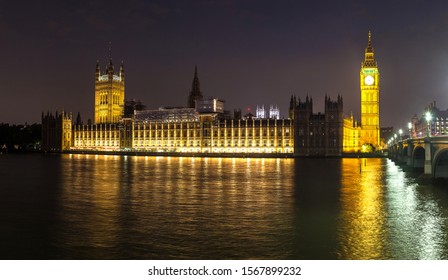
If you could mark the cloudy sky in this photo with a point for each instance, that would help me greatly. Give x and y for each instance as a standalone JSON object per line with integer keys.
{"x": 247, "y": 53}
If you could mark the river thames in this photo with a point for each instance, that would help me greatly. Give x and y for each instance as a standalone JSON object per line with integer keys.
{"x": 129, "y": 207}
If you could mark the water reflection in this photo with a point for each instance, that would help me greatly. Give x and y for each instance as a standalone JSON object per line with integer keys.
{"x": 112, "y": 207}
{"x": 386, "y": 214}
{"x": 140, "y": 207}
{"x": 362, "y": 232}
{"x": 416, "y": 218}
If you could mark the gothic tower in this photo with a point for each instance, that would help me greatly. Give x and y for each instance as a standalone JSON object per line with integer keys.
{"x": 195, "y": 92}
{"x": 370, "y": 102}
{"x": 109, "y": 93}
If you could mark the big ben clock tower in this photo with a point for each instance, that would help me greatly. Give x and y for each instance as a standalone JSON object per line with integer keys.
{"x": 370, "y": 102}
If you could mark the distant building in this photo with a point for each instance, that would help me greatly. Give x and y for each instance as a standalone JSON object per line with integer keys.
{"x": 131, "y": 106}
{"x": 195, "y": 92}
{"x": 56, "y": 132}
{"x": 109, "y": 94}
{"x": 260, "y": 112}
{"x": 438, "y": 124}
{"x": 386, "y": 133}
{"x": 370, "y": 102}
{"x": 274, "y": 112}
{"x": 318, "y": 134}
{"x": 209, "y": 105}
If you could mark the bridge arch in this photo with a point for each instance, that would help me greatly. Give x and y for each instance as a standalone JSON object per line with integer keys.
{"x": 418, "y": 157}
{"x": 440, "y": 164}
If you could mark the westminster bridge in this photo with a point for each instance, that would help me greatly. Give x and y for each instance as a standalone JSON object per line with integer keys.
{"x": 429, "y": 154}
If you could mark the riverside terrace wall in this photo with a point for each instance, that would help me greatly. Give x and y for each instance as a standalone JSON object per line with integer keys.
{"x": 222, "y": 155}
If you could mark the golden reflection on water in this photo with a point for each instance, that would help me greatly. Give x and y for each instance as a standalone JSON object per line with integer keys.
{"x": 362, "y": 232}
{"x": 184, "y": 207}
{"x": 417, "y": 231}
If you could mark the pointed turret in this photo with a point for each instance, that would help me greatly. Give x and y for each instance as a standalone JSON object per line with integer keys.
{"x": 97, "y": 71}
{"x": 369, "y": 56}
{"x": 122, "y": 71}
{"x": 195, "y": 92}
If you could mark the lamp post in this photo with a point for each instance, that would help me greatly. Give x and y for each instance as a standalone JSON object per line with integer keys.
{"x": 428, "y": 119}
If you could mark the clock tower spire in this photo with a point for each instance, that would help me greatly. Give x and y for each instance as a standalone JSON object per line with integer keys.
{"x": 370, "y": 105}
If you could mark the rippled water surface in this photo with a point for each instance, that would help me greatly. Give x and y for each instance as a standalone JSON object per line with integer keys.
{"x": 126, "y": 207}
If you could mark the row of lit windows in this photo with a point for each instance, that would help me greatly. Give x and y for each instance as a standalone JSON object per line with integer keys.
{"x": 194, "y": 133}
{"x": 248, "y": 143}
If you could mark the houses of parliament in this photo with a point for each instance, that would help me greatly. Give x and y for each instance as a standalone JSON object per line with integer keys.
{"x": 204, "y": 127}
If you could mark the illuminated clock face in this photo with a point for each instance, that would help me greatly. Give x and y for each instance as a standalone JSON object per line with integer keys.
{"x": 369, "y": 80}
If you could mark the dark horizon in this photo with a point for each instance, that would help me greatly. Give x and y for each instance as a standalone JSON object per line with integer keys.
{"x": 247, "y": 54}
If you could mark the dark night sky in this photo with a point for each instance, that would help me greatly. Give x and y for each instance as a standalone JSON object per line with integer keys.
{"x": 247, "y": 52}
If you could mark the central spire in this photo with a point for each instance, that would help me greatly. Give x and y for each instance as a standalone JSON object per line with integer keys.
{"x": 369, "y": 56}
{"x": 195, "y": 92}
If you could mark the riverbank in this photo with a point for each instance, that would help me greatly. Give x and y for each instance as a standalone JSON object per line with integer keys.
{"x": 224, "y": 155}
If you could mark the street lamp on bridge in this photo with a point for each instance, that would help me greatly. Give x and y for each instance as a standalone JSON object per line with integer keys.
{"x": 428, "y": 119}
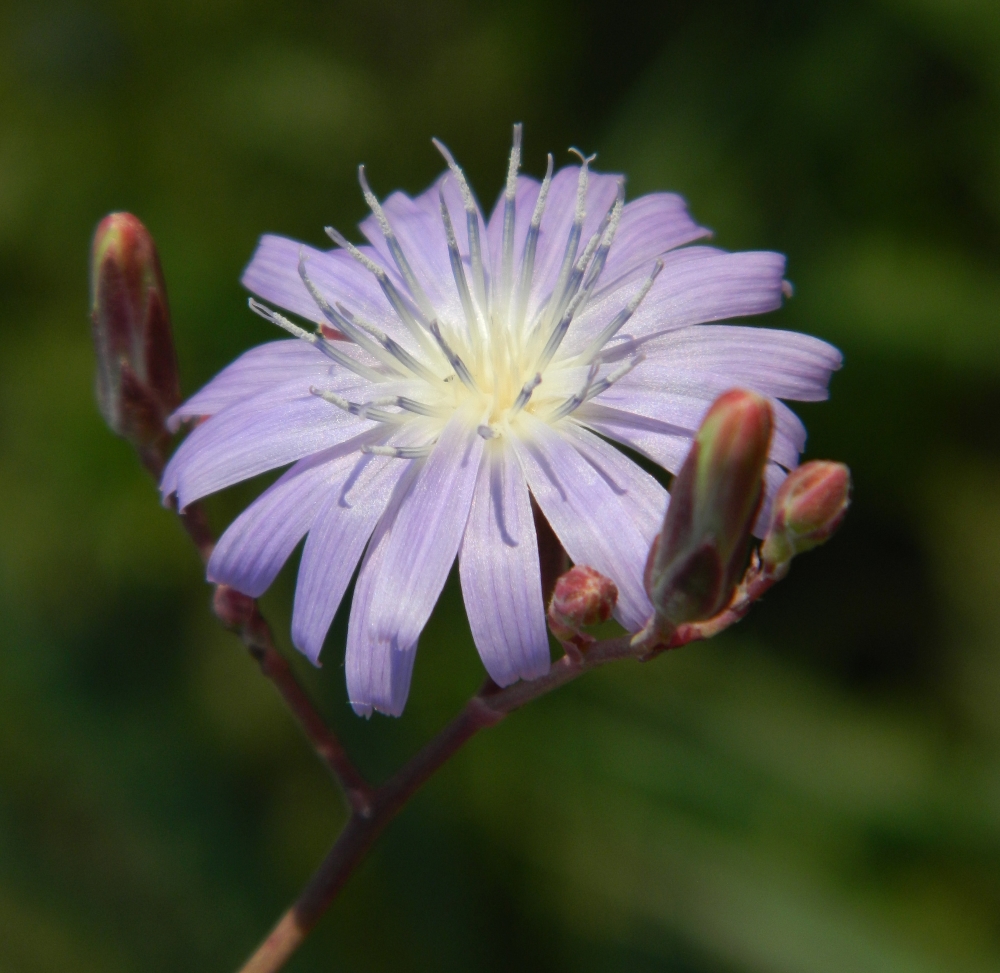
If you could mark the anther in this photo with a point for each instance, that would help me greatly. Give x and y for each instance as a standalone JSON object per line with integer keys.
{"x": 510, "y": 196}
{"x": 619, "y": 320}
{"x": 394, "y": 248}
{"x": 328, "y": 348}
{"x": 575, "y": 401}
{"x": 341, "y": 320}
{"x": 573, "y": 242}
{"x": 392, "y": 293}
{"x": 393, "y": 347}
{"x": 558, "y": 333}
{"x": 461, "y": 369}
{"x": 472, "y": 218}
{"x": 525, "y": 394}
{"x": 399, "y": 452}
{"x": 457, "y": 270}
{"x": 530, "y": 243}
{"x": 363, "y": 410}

══════

Work to be completed: The pictures stay out; repeat exactly the lines from the one with "If you could mark the street" to the end of the entries above, and nothing else.

Result for this task:
If you could mark the street lamp on bridge in this photo with a point for each instance, that would help me greatly. Give x and y for each instance as a standalone JSON object per line with integer keys.
{"x": 428, "y": 119}
If you could mark the anther in this photo with a point for each instance, that would help me greatly. Give x and y for each instance as a standalone JSON object per line with integer keys.
{"x": 510, "y": 196}
{"x": 619, "y": 320}
{"x": 394, "y": 248}
{"x": 328, "y": 348}
{"x": 575, "y": 401}
{"x": 341, "y": 320}
{"x": 573, "y": 242}
{"x": 392, "y": 293}
{"x": 393, "y": 347}
{"x": 558, "y": 333}
{"x": 461, "y": 369}
{"x": 472, "y": 218}
{"x": 525, "y": 394}
{"x": 399, "y": 452}
{"x": 457, "y": 270}
{"x": 530, "y": 243}
{"x": 363, "y": 410}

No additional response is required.